# Driver Pacific Scientific



## zinkiazer (Abr 1, 2011)

Hola este es mi primer mensaje después de mucho tiempo de seguir a todos de manera silenciosa, leyendo y aprendiendo., Espero que me puedan ayudar,

Tengo en mis manos un driver para motor pap bipolar pacific scientific modelo 6410 y un motor powermax-II bipolar. Bueno la cuestión es que estos elementos no se han probado en años y mi proyecto es ponerlos en función. Primera duda: ¿hay alguna forma de checar de manera rápida el motor para saber si sirve?

Después, leyendo el manual del driver y siguiendo la manera estándar de configurarlo  no supe comprender la configuración que deben tener las entradas de control. Adjunto la imagen del diagrama de entradas. Entiendo que las entradas step+, direction+ y  enable+ van a 5v pero no comprendo la entrada de step- direction- y enable-  ¿debe ser un tren de pulsos y en que momento activo una u otra? Les dejo el link del manual pdf por si alguien quiere darle un vistazo.

http://www.servovision.com/MC/step_drive6410.pdf

Tambien adjunto un diagrama general de las conexiones del driver.
Saludos.


----------



## raulli (Ago 17, 2011)

yo tengo el mismo problema y aqui en la planta se nos estan dañando mucho y la verdad no se como provarlos fuera de la maquina.


----------

• • •

# INSTRUCCIONES
1. Anota tal cual, del hilo sobre el driver Pacific Scientific, el tramo que va de "Tengo en mis" hasta "saber si sirve?".
2. Haz una lista de todas las entradas de control del driver que se nombran en el hilo sobre el driver Pacific Scientific.

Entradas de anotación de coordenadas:

• • •

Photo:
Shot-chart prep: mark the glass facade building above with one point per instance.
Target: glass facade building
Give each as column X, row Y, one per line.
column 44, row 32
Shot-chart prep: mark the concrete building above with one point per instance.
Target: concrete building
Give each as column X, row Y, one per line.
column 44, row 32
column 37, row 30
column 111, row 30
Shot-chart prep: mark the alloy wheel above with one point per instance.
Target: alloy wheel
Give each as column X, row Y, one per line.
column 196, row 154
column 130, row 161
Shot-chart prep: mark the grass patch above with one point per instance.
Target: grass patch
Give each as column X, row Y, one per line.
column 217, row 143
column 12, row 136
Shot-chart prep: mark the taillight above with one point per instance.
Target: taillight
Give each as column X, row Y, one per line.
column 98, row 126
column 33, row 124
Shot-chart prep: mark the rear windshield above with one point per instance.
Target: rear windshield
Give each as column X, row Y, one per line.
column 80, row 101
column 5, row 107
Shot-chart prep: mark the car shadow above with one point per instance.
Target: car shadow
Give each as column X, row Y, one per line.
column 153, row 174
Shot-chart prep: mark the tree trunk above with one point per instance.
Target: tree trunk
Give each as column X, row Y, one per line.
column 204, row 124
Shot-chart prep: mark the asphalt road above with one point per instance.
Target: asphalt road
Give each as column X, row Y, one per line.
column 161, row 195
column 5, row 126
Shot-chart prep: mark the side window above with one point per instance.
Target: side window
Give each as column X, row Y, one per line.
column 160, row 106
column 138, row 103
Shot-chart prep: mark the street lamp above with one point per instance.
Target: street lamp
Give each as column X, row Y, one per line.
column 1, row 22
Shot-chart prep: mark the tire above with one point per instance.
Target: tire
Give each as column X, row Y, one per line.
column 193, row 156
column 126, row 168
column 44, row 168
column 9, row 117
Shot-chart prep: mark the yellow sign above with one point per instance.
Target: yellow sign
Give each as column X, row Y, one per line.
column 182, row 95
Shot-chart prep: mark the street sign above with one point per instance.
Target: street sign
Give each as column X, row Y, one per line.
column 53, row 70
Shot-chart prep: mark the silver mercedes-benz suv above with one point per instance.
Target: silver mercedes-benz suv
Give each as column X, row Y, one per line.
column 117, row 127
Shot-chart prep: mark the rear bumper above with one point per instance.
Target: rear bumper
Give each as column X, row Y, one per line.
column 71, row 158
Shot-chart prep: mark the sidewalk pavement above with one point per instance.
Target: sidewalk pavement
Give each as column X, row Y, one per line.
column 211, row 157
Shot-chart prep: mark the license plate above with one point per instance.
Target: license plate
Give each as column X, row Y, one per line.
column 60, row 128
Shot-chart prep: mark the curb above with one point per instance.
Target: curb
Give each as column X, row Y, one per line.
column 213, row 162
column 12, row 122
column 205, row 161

• • •

# RESULTADOS FINALES
1.
Tengo en mis manos un driver para motor pap bipolar pacific scientific modelo 6410 y un motor powermax-II bipolar. Bueno la cuestión es que estos elementos no se han probado en años y mi proyecto es ponerlos en función. Primera duda: ¿hay alguna forma de checar de manera rápida el motor para saber si sirve?

2. step+, direction+, enable+, step-, direction-, enable-